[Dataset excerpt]
====================

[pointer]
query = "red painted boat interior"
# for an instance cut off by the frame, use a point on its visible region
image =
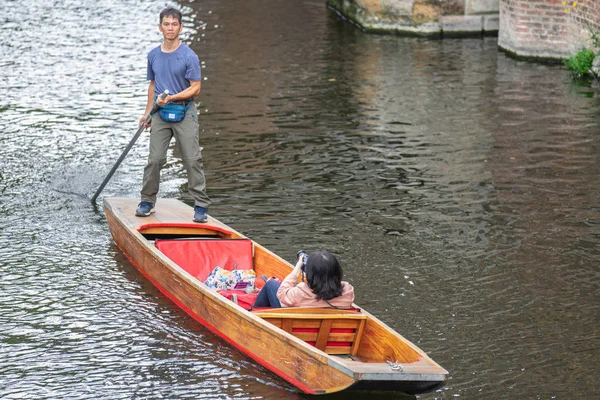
(200, 257)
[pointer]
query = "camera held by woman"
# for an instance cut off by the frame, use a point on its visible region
(323, 286)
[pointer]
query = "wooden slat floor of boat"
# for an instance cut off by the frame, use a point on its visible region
(168, 211)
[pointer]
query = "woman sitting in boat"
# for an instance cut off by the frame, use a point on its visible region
(323, 287)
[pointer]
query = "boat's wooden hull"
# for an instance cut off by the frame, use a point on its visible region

====================

### Set problem
Copy all of the items above exactly as they appear, but leave out the pictures.

### Completed task
[pointer]
query = "red painted boat interior"
# for an instance cut off by the frame, use a point on its visible region
image =
(200, 257)
[pointer]
query = "camera held by woman"
# for an instance cut off by the frame, use a point on its visible region
(323, 286)
[pointer]
query = "wooden slat floor of boat"
# for an instance cut off by the frame, use a point on its visible region
(168, 211)
[pointer]
query = "woman sitting in boat"
# for an instance cut off by the frame, use a point on its visible region
(323, 287)
[pointer]
query = "boat's wooden hull"
# for an instance cut off by the frame, use a point on its visible region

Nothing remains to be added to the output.